**Task requirements**
Pick out each line of the records below that contains the word "item", and copy those lines.

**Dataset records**
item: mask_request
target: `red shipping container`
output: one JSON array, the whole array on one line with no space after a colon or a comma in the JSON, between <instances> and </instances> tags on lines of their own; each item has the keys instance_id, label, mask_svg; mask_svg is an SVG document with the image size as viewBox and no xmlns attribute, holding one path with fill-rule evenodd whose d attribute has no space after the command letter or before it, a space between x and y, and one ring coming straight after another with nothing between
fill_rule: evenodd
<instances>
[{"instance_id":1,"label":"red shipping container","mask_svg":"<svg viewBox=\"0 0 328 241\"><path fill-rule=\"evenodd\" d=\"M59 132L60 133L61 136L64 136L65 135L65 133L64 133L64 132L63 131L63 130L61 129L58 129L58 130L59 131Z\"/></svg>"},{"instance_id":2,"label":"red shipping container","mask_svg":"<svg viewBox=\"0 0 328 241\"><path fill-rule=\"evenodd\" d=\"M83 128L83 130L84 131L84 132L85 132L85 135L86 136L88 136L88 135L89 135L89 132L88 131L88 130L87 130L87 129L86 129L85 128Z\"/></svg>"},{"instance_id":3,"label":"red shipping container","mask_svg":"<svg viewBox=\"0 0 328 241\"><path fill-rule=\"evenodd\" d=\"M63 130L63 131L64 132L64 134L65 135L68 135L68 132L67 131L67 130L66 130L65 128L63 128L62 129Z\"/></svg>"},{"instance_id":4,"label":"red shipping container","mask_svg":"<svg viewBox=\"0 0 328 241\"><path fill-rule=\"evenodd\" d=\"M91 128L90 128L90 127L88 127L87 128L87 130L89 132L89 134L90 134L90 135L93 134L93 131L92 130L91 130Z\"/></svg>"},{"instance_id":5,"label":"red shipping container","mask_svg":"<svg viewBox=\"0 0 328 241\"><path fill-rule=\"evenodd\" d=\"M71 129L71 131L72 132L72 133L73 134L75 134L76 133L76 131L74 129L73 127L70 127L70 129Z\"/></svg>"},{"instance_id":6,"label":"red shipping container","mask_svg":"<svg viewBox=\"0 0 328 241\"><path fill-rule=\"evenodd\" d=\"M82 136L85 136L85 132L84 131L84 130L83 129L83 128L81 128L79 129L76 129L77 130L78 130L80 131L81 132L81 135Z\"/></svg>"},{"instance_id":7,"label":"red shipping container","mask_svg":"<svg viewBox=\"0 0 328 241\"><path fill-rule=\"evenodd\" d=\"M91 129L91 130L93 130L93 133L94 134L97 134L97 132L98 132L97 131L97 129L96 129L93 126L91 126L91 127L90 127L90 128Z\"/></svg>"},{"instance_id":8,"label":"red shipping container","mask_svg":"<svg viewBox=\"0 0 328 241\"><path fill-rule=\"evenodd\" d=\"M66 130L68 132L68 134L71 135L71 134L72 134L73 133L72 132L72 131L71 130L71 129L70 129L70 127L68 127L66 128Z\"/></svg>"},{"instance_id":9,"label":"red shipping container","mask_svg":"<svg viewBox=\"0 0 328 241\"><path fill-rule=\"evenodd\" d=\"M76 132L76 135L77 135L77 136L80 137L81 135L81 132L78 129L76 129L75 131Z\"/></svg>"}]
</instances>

**Task result**
item: mask_request
output: one JSON array, the whole array on one line with no space after a colon or a comma in the JSON, between <instances> and </instances> tags on lines of their own; each item has the keys instance_id, label, mask_svg; mask_svg is an SVG document with the image size as viewBox and no xmlns attribute, holding one path with fill-rule evenodd whose d attribute has no space after the command letter or before it, a space between x and y, and one ring coming straight after another with nothing between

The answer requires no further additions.